• _What the task asks_
Quote the whole listing word for word. Do not include the pictures.

[start Provided information]

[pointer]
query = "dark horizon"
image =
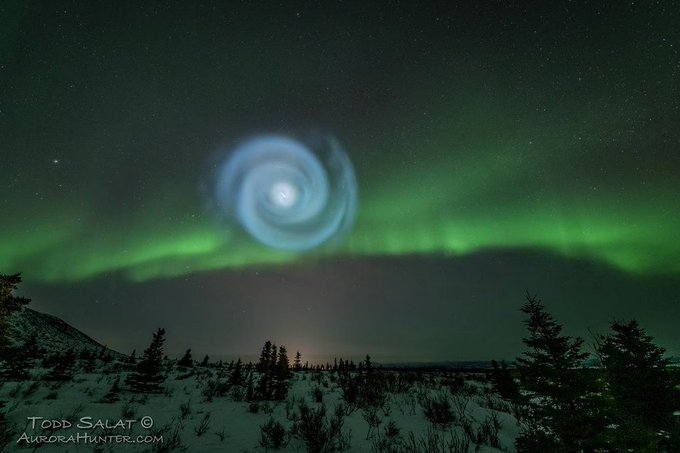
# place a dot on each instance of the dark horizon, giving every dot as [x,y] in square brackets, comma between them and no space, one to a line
[472,152]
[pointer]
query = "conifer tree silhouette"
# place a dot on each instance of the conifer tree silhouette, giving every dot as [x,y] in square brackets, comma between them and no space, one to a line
[150,372]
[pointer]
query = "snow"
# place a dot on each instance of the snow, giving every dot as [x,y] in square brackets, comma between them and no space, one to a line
[231,426]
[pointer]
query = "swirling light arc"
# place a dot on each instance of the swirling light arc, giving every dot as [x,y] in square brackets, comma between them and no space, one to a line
[288,194]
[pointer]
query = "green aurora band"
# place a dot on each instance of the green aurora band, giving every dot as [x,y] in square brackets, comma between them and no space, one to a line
[443,206]
[557,136]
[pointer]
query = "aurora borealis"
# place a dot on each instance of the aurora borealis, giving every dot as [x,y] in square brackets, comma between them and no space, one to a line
[548,135]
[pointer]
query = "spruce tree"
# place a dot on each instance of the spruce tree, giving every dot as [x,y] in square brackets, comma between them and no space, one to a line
[281,376]
[9,304]
[565,412]
[297,364]
[150,373]
[641,388]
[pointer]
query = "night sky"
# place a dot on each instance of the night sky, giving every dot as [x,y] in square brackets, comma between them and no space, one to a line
[497,148]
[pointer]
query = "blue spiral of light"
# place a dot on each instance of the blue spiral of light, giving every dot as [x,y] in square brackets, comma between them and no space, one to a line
[288,194]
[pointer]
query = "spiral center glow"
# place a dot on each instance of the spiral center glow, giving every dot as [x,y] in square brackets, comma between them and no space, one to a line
[288,194]
[283,194]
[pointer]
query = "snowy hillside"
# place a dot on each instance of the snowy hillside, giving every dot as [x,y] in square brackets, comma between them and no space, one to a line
[52,334]
[195,413]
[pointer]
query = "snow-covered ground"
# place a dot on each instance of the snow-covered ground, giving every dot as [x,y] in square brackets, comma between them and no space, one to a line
[188,421]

[end Provided information]

• _Result for this exercise_
[pointer]
query = "dark horizon"
image =
# place a dot on each instance of the dark horizon, giving every dot as [x,y] in square brackets, comma between them and no space, one to a line
[472,152]
[pointer]
query = "conifer tree silhouette"
# place a dot on each instance of the conifer tree silhouette, giving every dot as [x,y] in square brackets, comma between them and no space, one to a line
[150,372]
[pointer]
query = "snow"
# place a dot on each instance of the snow, giving every dot as [x,y] in square brackets, comma between them and no space, one to a line
[231,426]
[pointer]
query = "swirling light arc"
# place a dot on each instance of the swirling light arc, giving every dot as [x,y] in square brackets, comma between them and no space, one to a line
[288,194]
[pointer]
query = "green aurora band"
# place a dot on each instance of the green aurora band, giving every dot as [x,y] in square brackets, comma between them and no space, one to a line
[443,206]
[557,136]
[pointer]
query = "aurora borealis"
# place a dot on each instance of the aurora borealis, giving every dot as [x,y] in square brackets, comma between them and no space, one to a line
[548,135]
[pointer]
query = "spruce tree"
# place a dot on each instance of the spruce tree, giving every dot as [x,y] in square brackets, comma between them and no space, one to a line
[281,376]
[9,304]
[565,412]
[297,364]
[150,373]
[641,388]
[pointer]
query = "night sky"
# place a dot on each instance of the night sky, giving every dot as [x,y] in square brackets, comma between them and no space, one to a line
[497,148]
[pointer]
query = "blue spiral of light"
# place a dot on each instance of the blue spiral of light, giving every dot as [x,y] in square brackets, comma between them and no space, one to a line
[288,194]
[pointer]
query = "spiral center glow"
# place a dot on each instance of the spiral center glow, giving every dot as [x,y] in square brackets, comma between them and no space, one to a line
[288,194]
[283,194]
[pointer]
query = "snowy hillside"
# place a dot on each instance of the snowy hillside, giving every dot as [x,y] in square brackets, comma between them and no space, one to a line
[52,334]
[195,413]
[pointer]
query = "snow-covered ground"
# place a dot on each instance of the snow-covered ground, giving every dot as [x,y] in square brackets, comma between them and no space, one to a line
[188,421]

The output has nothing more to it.